§ **TEXTE**:
○ ○ ○

Valorisation des salaires, sécurité des ouvriers, réduction du temps de travail, les mouvements ouvriers se saisissent de la grève comme outil révolutionnaire pour protester contre une organisation du travail oppressante, affirmer un contrepouvoir et renverser le système capitaliste.
- Marion Fontaine historienne, professeure au Centre d’histoire de Sciences Po
Débrayer pour mieux travailler et pour mieux vivre : c’est la grève ! Nous voici plongé dans un univers mécanique, car débrayer signifie que nous supprimons la liaison entre deux arbres précédemment embrayés. Au moment d’appuyer sur la pédale de débrayage d’une voiture, la boîte de vitesse est disjointe du moteur, justement pour changer de vitesse. Débrayer, c’est aussi se laisser aller, être en roue libre. Les travailleurs ne se laissent pas aller quand ils se mettent en grève, quand ils arrêtent le travail pour appuyer leurs revendications, autrement dit quand ils débrayent. Comment s’est opéré le passage de la révolte à la grève ? Comment les mouvements ouvriers ont-ils fait de la grève un outil révolutionnaire ?
La grève, arme privilégiée de la classe ouvrière
Des avancées sociales considérables ont lieu durant le dernier tiers du XIXe siècle : la loi Waldeck-Rousseau de 1884 autorise les syndicats professionnels, celle de 1892 limite à 11 heures par jour le temps de travail des femmes et des enfants et celle de 1898 crée un régime spécial d'indemnisation des victimes d'accidents du travail. Ces différentes législations s’inscrivent dans le cadre de mobilisations ouvrières extrêmement soutenues. Les syndicats ouvriers et les partis socialistes s’affirment et font de la grève un outil de revendication politique majeur. L'historienne Marion Fontaine nous rappelle que "la grève, comme forme de contestation privilégiée par les ouvriers, comme arrêt de travail qui vise à développer un rapport de force pour contraindre le patron à céder sur une question de salaires, de conditions de travail, de temps de travail... la grève se développe et s'impose parmi les ouvriers à partir des années 1850-1870".

○ ○ ○

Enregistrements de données

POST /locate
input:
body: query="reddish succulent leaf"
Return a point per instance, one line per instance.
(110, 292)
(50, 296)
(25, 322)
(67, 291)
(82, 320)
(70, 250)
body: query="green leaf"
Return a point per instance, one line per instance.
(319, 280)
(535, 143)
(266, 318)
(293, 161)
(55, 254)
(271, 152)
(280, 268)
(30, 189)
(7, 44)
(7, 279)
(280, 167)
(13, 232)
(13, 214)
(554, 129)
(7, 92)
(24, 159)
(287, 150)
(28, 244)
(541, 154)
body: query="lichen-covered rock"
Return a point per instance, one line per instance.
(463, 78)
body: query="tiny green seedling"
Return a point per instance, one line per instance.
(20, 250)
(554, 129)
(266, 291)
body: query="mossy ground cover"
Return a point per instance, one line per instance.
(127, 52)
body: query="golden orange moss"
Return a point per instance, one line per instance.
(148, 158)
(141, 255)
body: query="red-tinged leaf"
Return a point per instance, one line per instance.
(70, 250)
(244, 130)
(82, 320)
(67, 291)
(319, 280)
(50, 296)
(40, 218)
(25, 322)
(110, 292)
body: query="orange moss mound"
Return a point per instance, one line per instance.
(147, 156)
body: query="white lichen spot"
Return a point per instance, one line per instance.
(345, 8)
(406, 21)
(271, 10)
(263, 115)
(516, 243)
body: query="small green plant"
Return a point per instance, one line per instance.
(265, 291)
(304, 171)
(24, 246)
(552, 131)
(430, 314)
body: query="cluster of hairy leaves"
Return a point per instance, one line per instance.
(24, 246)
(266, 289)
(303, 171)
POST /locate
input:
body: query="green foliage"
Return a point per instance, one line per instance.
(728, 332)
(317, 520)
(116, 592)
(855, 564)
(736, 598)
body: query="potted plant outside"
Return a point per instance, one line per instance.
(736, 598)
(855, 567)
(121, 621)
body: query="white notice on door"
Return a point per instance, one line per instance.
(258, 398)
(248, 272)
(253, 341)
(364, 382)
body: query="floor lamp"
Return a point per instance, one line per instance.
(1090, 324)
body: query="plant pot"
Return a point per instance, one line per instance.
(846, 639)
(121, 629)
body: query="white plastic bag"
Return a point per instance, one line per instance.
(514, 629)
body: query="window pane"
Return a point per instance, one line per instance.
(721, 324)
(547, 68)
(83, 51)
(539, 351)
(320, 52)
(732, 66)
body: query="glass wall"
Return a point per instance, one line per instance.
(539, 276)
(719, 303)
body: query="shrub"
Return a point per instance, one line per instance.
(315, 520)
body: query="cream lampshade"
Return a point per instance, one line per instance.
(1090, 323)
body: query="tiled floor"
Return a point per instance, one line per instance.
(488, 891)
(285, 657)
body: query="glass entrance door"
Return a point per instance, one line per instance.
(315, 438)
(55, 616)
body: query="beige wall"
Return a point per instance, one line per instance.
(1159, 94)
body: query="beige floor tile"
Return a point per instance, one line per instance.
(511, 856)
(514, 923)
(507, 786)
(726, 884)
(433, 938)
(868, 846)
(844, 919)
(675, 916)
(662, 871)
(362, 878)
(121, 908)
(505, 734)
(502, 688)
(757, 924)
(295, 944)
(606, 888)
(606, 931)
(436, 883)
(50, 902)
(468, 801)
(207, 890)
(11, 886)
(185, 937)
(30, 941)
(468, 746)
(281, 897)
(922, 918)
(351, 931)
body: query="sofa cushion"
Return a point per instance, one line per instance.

○ ○ ○

§ **TRAVAIL DEMANDÉ**:
1 > Les affirmations suivantes concordent-elles avec le texte sur la grève ? (a) La loi Waldeck-Rousseau de 1884 autorise les syndicats professionnels. (b) La loi de 1892 limite à 11 heures par jour le temps de travail de tous les ouvriers. (c) Selon Marion Fontaine, la grève s'impose parmi les ouvriers à partir des années 1900. Répondez par oui ou non pour chacune, en citant les mots décisifs du texte.
2 > D'après le texte sur la grève, quel but Marion Fontaine attribue-t-elle à l'arrêt de travail que constitue la grève ?
3 > Reprenez le texte sur la grève après sa dernière phrase et prolongez-le de quelques paragraphes.

§ **RÉPONSES PAR CONSIGNE**:
1 >
(a) Oui : « la loi Waldeck-Rousseau de 1884 autorise les syndicats professionnels ».
(b) Non : « celle de 1892 limite à 11 heures par jour le temps de travail des femmes et des enfants ».
(c) Non : « la grève se développe et s'impose parmi les ouvriers à partir des années 1850-1870 ».

2 > Selon Marion Fontaine, la grève vise à développer un rapport de force pour contraindre le patron à céder. Les points en jeu sont les salaires, les conditions de travail ou le temps de travail.

3 >
S'il existe des formes de protestations individuelles (bris de machine, sabotage, freinage, etc.), Marion Fontaine commente l’essor de la grève quand "quand les ouvriers prennent conscience qu'ils forment un groupe, un collectif et qu'ils disposent du potentiel d'arrêter le travail et donc de freiner, d'arrêter la machine productive." L'historienne poursuit : "Il faut attendre que le monde ouvrier se soit suffisamment développé, que les concentrations ouvrières aient suffisamment grossi pour que la grève (…) comme mouvement collectif s'impose comme arme privilégiée de la classe ouvrière".
La grève, outil réformiste ou arme révolutionnaire ?
Au début des années 1900, cette ligne offensive de la classe ouvrière se renforce encore. "La grève est devenue une caractéristique identitaire du monde ouvrier, mais elle reste constamment discutée à la fois dans ses formes et dans ses finalités au sein de ce même monde ouvrier", précise Marion Fontaine.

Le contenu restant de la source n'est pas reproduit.